- **The request**
In the reflection on Christian love below, repeat the passage from "For while we" to "now received reconciliation.".

- **Selected passage**
A New Love-Orientation

24 Sep

For while we were still weak, at the right time Christ died for the ungodly.  For one will scarcely die for a righteous person–though perhaps for a good person one would dare even to die–but God shows his love for us in that while we were still sinners, Christ died for us. Since, therefore, we have now been justified by his blood, much more shall we be saved by him from the wrath of God…we also rejoice in God through our Lord Jesus Christ, through whom we have now received reconciliation.
-Romans 5:6-9, 11

Love is something we hear much about, yet the perception is that Christians do not love as they ought.  The question is: What does Christian love look like?  I would contend that for far too long, Christians have failed to love in two ways.  First, we have failed to love because we live by a worldly standard of what love is.  Second, we do not look to the cross to define the way in which we should love others.

Regarding the first point, we, Christians have oftentimes affirmed the world’s understanding and expression of love.  Its marked by blind acceptance of all people and beliefs as good and beneficial (even if only for that individual) on the one hand, and on the other, is marked by a preconditioned loveliness or worthiness of the person.  Put another way, we love those in whom we find something intrinsically lovely or worthy of our love.  It is a subjective, arbitrary, and judgment based love-orientation.

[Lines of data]
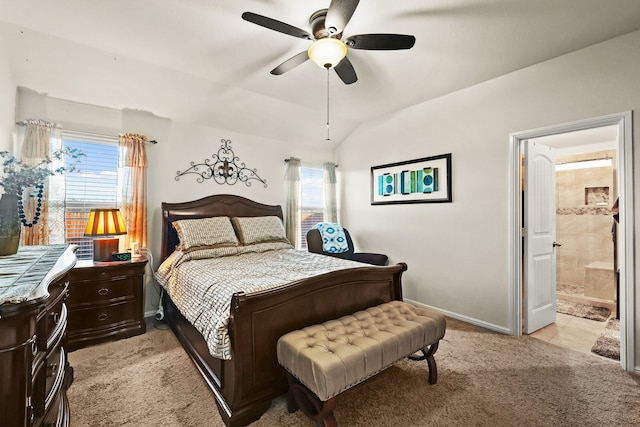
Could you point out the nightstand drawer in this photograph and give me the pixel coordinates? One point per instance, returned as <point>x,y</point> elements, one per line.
<point>105,302</point>
<point>100,291</point>
<point>103,317</point>
<point>111,271</point>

- **Solution for this problem**
For while we were still weak, at the right time Christ died for the ungodly.  For one will scarcely die for a righteous person–though perhaps for a good person one would dare even to die–but God shows his love for us in that while we were still sinners, Christ died for us. Since, therefore, we have now been justified by his blood, much more shall we be saved by him from the wrath of God…we also rejoice in God through our Lord Jesus Christ, through whom we have now received reconciliation.